- **Stated problem 1**:
Reproduce the passage of the thread on diving airplanes that begins at the words "# Diving Airplanes?" and ends after the words "(Sep 27, 2007)".

# Diving Airplanes?



## polar21 (Nov 5, 2007)

How many airplanes are there out there that can be dove? I have never heard of anyone diving them but I know there are a half dozen out there. It would be a cool dive to find some old planes.


----------



## sealark (Sep 27, 2007)

I use to dive about 15 of them years ago but most have been destroyed by the hurricanes. There are a few left but not a lot is very high above the sand. I'm sure some are in deeper water in better condition.


----------



## polar21 (Nov 5, 2007)

That is pretty much what I figured. I dove a couple of planes in the bahamas and always enjoyed those dives.


----------



## aquatic argobull (Mar 2, 2009)

http://www.pensacolafishingforum.com/f46/wwii-plane-dive-107606/


----------



## bigspoon17 (May 31, 2011)

aquatic argobull said:


> http://www.pensacolafishingforum.com/f46/wwii-plane-dive-107606/


Those are some awesome pics!


----------



## tank banger (Oct 2, 2012)

bigspoon17 said:


> Those are some awesome pics!



^ X2 :thumbup:


----------



## stauty trout (Jul 19, 2012)

I have a video of a plane I dove last year and shot some snapper / lionfish off of.. I don't have youtube at work but I'll try to post at lunch


----------

- **Data extracted from a collection**:

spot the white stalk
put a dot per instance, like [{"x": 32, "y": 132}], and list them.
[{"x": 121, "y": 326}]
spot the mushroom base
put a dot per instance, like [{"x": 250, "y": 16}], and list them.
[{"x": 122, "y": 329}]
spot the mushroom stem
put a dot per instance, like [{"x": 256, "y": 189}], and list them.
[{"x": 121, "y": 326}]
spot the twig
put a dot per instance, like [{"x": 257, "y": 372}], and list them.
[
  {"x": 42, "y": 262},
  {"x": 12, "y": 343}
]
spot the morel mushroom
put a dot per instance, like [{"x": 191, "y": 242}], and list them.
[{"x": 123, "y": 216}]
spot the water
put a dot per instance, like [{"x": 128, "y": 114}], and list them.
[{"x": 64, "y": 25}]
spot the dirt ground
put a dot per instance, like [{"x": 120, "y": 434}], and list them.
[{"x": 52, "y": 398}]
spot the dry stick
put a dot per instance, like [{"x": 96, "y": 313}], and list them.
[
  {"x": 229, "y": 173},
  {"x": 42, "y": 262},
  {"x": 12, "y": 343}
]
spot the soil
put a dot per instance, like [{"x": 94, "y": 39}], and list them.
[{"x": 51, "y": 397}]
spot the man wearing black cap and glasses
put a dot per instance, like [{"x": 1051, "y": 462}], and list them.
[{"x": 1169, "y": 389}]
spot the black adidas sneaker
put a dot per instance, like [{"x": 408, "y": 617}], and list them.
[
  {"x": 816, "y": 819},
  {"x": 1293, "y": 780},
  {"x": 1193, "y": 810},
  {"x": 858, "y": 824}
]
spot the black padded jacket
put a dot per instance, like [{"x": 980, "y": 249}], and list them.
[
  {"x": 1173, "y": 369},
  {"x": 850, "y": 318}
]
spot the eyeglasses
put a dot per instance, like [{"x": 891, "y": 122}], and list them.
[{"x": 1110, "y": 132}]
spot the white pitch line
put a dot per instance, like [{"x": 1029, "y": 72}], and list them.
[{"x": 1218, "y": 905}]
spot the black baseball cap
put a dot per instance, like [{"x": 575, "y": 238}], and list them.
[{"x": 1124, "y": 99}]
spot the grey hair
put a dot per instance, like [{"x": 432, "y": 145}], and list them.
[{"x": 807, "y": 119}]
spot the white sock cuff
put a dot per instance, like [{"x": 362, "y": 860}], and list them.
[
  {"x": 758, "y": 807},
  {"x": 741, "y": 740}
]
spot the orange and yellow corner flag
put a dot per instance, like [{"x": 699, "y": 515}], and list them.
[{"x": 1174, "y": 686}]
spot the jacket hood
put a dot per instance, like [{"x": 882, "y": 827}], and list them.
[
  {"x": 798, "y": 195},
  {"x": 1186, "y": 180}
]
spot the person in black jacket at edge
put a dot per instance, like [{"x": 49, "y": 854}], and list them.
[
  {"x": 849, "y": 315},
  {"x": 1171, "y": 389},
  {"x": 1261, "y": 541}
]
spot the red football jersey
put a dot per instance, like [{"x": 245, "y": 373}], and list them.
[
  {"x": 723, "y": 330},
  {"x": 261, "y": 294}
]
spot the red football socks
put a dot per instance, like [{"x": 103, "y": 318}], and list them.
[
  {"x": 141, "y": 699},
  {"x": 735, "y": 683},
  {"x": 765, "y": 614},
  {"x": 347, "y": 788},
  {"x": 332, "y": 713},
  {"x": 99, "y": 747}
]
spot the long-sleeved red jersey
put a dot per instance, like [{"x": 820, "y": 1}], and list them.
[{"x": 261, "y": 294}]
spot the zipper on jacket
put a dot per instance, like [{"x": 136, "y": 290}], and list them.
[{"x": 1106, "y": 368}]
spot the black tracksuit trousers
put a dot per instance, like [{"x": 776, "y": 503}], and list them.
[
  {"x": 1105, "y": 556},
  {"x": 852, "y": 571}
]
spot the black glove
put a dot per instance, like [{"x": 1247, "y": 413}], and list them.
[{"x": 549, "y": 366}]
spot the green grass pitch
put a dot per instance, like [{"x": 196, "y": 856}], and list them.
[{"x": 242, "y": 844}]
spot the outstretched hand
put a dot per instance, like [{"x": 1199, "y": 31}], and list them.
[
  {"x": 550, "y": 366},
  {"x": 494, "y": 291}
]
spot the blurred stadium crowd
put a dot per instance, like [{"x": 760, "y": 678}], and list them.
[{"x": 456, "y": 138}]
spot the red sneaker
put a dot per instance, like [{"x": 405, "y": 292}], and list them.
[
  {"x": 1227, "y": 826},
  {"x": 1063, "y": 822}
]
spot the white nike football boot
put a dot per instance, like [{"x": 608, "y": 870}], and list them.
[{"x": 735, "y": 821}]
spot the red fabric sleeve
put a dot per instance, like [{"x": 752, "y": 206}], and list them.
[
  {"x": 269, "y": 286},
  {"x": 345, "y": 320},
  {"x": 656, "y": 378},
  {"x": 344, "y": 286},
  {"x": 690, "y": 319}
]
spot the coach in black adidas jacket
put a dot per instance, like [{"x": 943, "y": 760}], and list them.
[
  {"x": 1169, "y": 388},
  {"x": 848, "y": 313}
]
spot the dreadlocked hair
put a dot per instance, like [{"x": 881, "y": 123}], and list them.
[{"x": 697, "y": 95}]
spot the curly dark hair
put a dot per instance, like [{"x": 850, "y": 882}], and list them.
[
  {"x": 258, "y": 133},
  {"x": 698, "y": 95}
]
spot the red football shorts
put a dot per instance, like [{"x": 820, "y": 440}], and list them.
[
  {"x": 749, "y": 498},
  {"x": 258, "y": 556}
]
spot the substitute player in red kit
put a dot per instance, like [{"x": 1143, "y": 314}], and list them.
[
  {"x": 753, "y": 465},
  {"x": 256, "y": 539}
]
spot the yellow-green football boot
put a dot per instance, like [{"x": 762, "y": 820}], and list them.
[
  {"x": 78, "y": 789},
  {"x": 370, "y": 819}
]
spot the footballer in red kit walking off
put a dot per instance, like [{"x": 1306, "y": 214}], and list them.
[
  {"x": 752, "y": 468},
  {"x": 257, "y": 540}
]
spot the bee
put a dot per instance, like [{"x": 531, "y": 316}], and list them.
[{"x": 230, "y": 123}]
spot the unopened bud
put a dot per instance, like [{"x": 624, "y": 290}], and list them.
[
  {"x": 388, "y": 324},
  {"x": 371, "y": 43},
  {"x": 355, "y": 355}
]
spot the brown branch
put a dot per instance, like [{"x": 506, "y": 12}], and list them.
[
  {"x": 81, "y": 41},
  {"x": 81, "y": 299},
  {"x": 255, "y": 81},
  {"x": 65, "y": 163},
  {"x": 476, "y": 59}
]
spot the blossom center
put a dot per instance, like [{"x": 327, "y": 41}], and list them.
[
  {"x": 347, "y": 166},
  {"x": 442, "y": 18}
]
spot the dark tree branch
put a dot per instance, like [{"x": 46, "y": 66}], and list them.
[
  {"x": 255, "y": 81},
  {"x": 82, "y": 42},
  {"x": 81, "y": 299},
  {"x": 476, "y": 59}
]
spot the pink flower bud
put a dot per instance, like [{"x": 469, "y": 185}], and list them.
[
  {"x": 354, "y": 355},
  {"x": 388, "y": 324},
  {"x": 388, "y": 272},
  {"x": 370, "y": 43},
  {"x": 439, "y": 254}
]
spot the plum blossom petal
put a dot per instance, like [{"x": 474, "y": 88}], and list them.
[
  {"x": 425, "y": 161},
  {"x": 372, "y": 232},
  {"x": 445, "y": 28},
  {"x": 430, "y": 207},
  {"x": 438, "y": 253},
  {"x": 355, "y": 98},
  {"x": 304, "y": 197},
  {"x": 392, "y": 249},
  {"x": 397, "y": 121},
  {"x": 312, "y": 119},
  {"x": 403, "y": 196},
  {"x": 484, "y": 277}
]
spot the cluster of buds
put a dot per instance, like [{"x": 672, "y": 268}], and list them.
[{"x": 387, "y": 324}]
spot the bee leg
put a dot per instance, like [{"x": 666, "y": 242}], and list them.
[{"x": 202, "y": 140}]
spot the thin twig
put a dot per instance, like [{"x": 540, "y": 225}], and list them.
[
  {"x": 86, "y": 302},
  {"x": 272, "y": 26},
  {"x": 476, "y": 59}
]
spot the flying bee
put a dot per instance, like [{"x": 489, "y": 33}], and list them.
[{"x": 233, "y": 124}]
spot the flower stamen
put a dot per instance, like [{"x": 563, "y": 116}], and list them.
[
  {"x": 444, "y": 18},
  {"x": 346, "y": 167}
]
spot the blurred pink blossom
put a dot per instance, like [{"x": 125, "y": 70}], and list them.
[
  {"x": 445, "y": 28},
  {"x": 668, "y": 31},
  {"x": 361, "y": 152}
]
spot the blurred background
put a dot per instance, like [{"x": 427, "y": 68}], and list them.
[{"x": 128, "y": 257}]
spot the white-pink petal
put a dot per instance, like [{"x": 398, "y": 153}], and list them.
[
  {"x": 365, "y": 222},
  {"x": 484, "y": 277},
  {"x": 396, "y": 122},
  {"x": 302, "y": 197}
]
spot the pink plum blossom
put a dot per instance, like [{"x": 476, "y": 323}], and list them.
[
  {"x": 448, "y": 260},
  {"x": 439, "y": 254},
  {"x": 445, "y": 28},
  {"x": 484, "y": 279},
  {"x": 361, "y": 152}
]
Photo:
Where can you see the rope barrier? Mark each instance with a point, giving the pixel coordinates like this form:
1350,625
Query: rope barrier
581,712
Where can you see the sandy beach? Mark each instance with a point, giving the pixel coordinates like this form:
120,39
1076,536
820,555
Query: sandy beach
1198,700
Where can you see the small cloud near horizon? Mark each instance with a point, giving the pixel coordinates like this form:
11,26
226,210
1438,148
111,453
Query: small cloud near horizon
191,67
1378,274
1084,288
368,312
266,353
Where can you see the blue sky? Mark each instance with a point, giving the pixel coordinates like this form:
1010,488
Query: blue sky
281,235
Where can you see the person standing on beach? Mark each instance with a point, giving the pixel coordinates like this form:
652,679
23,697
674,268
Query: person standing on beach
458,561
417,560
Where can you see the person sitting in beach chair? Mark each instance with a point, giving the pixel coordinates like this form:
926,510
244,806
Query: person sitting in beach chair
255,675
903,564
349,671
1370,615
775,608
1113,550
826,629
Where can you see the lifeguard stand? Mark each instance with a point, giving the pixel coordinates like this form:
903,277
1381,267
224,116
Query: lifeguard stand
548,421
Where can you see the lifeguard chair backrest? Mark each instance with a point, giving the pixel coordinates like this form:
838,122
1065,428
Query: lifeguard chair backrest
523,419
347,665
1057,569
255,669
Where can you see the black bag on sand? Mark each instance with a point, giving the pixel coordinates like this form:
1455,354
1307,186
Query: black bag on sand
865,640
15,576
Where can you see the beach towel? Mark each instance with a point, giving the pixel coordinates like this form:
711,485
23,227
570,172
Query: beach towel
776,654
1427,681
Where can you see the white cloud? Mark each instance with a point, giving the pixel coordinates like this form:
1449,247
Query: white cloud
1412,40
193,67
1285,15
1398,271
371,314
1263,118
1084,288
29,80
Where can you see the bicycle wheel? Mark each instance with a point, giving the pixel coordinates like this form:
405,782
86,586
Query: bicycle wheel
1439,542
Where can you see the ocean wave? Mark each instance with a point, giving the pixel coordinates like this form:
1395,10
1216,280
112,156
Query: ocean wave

- **Stated problem 2**:
Rewrite the lines of the listing that begin at the line containing "Where can you see the bicycle" and run through the end of the listing, changing "pixel coordinates" to "image coordinates" and leaving everything else as it is.

- **Correct response 1**:
# Diving Airplanes?



## polar21 (Nov 5, 2007)

How many airplanes are there out there that can be dove? I have never heard of anyone diving them but I know there are a half dozen out there. It would be a cool dive to find some old planes.


----------



## sealark (Sep 27, 2007)

- **Correct response 2**:
Where can you see the bicycle wheel? Mark each instance with a point, giving the image coordinates like this form:
405,782
86,586
Query: bicycle wheel
1439,542
Where can you see the ocean wave? Mark each instance with a point, giving the image coordinates like this form:
1395,10
1216,280
112,156
Query: ocean wave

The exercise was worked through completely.